#### [Problem to work on]
Resume the discussion thread about Google Cloud's exit fees, carrying it on past its final comment.

Shutting down a $30B+ business would be such a ridiculous, yet Google-esque decision. It would also be a huge shame for consumers - the public cloud is already an Oligopoly
There's always Oracle (/s)
Closing down within a year of it finally becoming profitable.. That would be a plot twist!
But also not out of the question for Google, who don't seem at all rational about what they kill vs let live.
> They can't really shut Google Cloud down and still be charging people to exit.

I'm not quite sure about this. Obviously they don't do it now, but I wouldn't have put it beyond them.

another Google product bites the dust
This whole story is very strange.

All over the Internet people are slapping google on the back for..... pretty much nothing. In fact much of the praise seems to be worded as though Google had dropped all egress fees.

Google continues to charge the nothing-short-of-highway-robbery 12 cents per gigabyte unless you are in Australia in which case its 19 cents per gigabyte. This is astoundingly bad value.

What are people hailing Google's "free to exit" in such glowing terms. Even herein the comments people are cheering for Google.

Worth noting at this point that Cloudflare R2 charges 0 cents per gigabyte egress.

Hmmm, I'm not seeing many positive comments here about Google. Maybe I started reading a lot later than you? :)
> Certain legacy providers leverage their on-premises software monopolies to create cloud monopolies, using restrictive licensing practices that lock in customers and warp competition.

I like to see them publicly call out Microsoft and Oracle.

I think the "Legacy" and "licensing" portions are specifically calling out MS and Oracle, but they very sneakily are calling AWS out too on the fact that egress makes it insanely expensive to leave their platform.

I've worked at some orgs where to either move their data out of S3 would cost $20k, or to even delete it would cost thousands in API calls.

> to even delete it would cost thousands in API calls

raises eyebrow

It's a well-known trick (proposed by AWS Support as well) to set S3 lifecycle rules to empty buckets with too many objects to cycle through via List calls. Doesn't cost anything.

#### [Information supplied]
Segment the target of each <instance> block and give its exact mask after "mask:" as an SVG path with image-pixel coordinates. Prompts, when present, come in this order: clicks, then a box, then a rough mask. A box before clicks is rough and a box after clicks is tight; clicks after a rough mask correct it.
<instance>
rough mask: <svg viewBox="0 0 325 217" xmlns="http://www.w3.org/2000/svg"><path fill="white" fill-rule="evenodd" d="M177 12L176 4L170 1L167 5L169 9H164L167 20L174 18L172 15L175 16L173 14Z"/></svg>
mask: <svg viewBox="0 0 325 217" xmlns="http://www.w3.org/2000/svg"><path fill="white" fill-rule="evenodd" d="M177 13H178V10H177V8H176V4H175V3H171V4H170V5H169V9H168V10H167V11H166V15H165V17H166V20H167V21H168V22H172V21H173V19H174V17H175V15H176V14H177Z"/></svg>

#### [Output below]
There's still a cost for transitions even if it's not list calls. That might be cheaper I haven't looked in a while.
Deletes are free in S3, whether done via API or lifecycle.
You don't need the "I think" for Microsoft: while not mentioned directly, the links on "unfair legacy software" points to Microsoft.
Oracle is what popped into my mind.
> but they very sneakily are calling AWS out too

That, and any of the smaller “clouds” with egress/delete fees that need to be considered when leaving. Seems massively disingenuous given that until this announcement they also had such fees (“look, those people try rip you just like we were doing until five minutes ago!”) but that is pretty standard for marketing materials.

This makes them a better option as the first cloud provider to try, other things being equal, because leaving (back to on-prem or to another provider) is easier. I assume they are trying to remove a little of the huge the distance between them and the two leading players by reducing concerns that might add on-boarding friction.

I don't. This is very much the pot calling the kettle black. Of the cloud providers, Google has the least pleasant business tactics. I would do business with AWS gladly, with Azure, but never with Google.

Google should have made the same announcement without the snarky mean-spirited bitterness.

When you don't have many customers [as AWS] there's much less to lose by eliminating these fees. Also makes AWS look bad by comparison. Smart move.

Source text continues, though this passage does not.